▸ **Exercise prompt**:
All of the data that follows should be retyped exactly, please, except the pictures.

Collected data entries
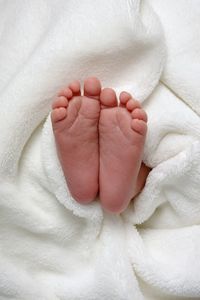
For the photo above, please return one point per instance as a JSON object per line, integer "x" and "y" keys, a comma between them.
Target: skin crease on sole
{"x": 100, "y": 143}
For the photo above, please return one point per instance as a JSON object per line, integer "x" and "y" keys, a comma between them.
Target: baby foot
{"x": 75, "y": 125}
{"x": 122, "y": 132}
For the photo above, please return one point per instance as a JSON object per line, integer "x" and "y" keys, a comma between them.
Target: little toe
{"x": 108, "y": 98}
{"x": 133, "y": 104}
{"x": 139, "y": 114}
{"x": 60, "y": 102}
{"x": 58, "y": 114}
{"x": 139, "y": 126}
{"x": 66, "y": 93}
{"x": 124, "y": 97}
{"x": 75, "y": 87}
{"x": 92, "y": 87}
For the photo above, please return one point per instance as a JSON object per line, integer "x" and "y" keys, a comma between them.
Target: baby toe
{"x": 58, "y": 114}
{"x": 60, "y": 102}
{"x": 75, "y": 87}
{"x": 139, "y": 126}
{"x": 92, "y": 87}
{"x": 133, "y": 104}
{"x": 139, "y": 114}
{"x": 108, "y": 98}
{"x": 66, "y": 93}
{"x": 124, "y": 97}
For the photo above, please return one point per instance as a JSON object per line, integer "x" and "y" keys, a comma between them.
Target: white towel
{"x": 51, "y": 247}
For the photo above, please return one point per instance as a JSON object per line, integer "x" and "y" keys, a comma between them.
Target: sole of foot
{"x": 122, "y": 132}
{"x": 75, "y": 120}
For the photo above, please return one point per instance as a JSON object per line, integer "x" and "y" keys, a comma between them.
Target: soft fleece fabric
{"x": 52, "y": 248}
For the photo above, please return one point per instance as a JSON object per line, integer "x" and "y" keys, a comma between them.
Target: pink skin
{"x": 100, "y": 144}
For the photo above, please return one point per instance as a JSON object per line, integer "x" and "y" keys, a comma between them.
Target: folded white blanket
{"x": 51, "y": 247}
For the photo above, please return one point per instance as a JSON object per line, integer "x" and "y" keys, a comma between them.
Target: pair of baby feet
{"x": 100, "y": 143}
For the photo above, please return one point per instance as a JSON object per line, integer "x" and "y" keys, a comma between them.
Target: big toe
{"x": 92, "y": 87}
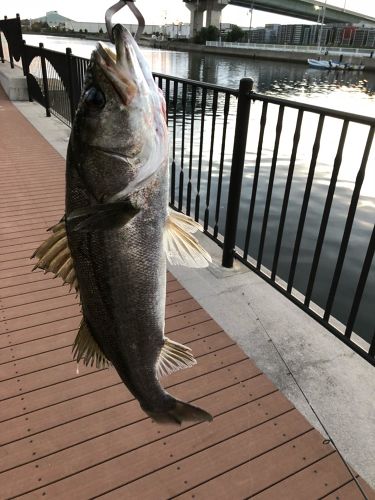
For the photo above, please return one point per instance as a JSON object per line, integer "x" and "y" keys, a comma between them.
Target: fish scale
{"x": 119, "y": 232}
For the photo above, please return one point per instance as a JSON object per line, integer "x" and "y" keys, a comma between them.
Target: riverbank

▸ **Task answer**:
For the photo above, please return one point per instance as a JSON object per line, integer "x" and "y" keys, a comma between them.
Target: skin crease on sole
{"x": 100, "y": 143}
For the photo above, please return one point per instance as a JSON object per line, integer "x" and "y" keys, a comma between them.
Target: baby foot
{"x": 75, "y": 125}
{"x": 122, "y": 132}
For the photo above, please return one point per instance as a JSON object per line, integer "x" and "y" keys, a comma between them.
Target: little toe
{"x": 108, "y": 98}
{"x": 133, "y": 104}
{"x": 139, "y": 114}
{"x": 60, "y": 102}
{"x": 58, "y": 114}
{"x": 139, "y": 126}
{"x": 66, "y": 93}
{"x": 124, "y": 97}
{"x": 75, "y": 87}
{"x": 92, "y": 87}
For the photo above, please return one point per instance as a JSON object per line, integer "x" and "y" keys, a comma between them.
Target: baby toe
{"x": 58, "y": 114}
{"x": 60, "y": 102}
{"x": 75, "y": 87}
{"x": 139, "y": 126}
{"x": 92, "y": 87}
{"x": 133, "y": 104}
{"x": 139, "y": 114}
{"x": 108, "y": 98}
{"x": 66, "y": 93}
{"x": 124, "y": 97}
For the photo above, please return one point per instance as a JSON object per line, integer "x" and "y" keys, a comma between them.
Target: white towel
{"x": 51, "y": 247}
For the photo above, please return one point per instance as a JSON object per line, integer "x" and "y" keys, a comma between them.
Target: sole of foot
{"x": 122, "y": 132}
{"x": 75, "y": 120}
For the photo above, please return one point per instance as a JSON object per line, integer "x" and "y" keys, a comma between them.
Target: soft fleece fabric
{"x": 52, "y": 248}
For the photo above, please return one point per instance as a JSON object per line, integer "x" and "y" keys, a comma between them.
Target: pink skin
{"x": 100, "y": 144}
For the photo above, please return one point per instance as a JSON object per line, integer "x" and "y" keys, a comma between them.
Target: folded white blanket
{"x": 51, "y": 247}
For the photo above, please return one point per instance as a JSON object per line, integer "x" and "y" keys, a comma between them.
Target: pair of baby feet
{"x": 100, "y": 143}
For the photo above, please return one point per instance as a JSON object per line, integer "x" and "y" keys, a comma between them.
Target: big toe
{"x": 92, "y": 87}
For the photo above, please return one point per instance as a JSON object per line, integer "x" and "y" keys, a comma between them.
Target: fish scale
{"x": 119, "y": 232}
For the photo above, please return one point per instance as a JSON object per line, integer "x" and "y" keys, a comma between them.
Target: riverbank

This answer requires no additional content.